■ EXERCISE GOAL: Exact copies are required of the lines from the line containing "the wooden post?" through the final line of the listing, both included, and of no other lines.

=======

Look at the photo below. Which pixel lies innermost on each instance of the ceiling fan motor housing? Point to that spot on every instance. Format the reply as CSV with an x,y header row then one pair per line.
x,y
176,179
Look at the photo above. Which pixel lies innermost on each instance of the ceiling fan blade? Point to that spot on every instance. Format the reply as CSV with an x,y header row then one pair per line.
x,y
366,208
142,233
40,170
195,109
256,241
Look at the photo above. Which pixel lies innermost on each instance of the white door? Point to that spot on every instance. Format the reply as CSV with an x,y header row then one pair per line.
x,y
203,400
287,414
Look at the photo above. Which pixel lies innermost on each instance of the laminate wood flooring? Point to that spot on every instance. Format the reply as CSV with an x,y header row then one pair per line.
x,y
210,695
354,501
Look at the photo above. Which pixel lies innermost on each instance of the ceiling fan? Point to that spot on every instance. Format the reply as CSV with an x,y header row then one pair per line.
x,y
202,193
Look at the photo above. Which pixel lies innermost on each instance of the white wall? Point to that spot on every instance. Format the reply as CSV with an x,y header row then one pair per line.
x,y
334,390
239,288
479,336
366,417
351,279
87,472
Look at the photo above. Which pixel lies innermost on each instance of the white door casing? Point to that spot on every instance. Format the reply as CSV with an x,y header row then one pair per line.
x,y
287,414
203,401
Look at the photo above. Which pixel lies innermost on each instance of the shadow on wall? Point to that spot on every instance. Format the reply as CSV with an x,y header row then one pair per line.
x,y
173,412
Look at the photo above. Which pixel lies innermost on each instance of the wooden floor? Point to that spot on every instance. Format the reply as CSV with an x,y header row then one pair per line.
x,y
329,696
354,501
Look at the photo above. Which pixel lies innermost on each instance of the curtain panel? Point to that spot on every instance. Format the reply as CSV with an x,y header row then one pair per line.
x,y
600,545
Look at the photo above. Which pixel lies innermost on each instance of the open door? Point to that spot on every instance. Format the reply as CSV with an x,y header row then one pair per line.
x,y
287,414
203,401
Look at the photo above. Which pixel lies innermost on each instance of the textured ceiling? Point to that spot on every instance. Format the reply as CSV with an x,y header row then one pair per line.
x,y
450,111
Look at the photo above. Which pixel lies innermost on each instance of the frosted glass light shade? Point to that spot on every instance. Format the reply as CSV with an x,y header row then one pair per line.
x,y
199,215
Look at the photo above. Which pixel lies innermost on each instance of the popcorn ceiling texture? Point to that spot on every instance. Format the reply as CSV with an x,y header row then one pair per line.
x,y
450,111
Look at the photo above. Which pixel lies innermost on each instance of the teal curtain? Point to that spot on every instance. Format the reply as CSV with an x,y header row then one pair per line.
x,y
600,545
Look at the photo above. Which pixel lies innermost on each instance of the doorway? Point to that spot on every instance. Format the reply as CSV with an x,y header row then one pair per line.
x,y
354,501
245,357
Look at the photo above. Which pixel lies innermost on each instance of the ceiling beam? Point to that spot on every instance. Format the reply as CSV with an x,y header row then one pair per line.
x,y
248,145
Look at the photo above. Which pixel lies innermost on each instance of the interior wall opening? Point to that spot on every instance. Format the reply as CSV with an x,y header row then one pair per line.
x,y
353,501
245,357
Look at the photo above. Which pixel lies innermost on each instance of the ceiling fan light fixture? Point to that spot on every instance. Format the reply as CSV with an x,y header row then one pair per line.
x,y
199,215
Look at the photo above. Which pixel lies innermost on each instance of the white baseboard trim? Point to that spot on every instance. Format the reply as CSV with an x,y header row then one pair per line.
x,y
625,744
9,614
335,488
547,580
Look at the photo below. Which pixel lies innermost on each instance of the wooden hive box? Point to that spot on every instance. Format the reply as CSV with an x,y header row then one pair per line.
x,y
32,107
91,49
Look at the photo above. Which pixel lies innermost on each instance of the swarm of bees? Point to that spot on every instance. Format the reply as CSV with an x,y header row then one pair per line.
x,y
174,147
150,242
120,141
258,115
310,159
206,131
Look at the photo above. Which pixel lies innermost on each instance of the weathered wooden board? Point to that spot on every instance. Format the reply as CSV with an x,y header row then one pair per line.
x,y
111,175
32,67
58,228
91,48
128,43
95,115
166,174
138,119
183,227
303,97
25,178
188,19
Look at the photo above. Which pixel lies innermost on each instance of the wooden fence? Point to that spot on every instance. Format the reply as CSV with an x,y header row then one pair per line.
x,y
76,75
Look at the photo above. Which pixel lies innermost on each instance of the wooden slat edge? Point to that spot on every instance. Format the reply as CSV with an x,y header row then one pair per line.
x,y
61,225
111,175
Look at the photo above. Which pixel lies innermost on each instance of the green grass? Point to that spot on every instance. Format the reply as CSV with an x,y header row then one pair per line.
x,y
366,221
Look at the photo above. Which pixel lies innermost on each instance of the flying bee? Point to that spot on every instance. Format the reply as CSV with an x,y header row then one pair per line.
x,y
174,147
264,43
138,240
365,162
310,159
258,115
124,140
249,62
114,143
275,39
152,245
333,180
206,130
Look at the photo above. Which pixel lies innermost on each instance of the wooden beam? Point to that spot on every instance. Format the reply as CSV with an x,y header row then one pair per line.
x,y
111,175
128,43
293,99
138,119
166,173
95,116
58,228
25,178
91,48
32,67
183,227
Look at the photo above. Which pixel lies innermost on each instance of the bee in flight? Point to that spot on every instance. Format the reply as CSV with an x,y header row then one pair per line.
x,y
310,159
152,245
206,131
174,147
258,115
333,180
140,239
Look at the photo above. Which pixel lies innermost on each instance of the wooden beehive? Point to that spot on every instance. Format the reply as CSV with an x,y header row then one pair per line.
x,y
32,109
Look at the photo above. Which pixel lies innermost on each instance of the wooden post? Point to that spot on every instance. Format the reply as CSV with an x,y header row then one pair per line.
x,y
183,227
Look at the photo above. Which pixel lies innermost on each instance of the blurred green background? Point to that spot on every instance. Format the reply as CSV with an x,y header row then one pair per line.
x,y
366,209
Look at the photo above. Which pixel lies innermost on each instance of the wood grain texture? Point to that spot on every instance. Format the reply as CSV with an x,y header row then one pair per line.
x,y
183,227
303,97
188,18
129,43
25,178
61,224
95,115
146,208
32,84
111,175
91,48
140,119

=======

■ OUTPUT OF THE EXERCISE:
Look at the photo above. Which pixel lies innermost on each instance of the wooden post? Point to that spot on every instance. Format the reply as CSV with an x,y header row then one pair per line.
x,y
183,227
Look at the photo above. Which pixel lies innermost on each instance of the blurred green background? Point to that spot on every instance. Format the reply as CSV with an x,y header row then one pair per line.
x,y
366,209
Look at the photo above. Which pixel lies innermost on each instance of the wood grain texture? Point to that spot on every instance. Format the reply as CSV with an x,y header row then one pair per line.
x,y
183,227
303,97
188,18
129,43
25,178
61,224
95,115
146,208
32,84
111,175
91,48
140,119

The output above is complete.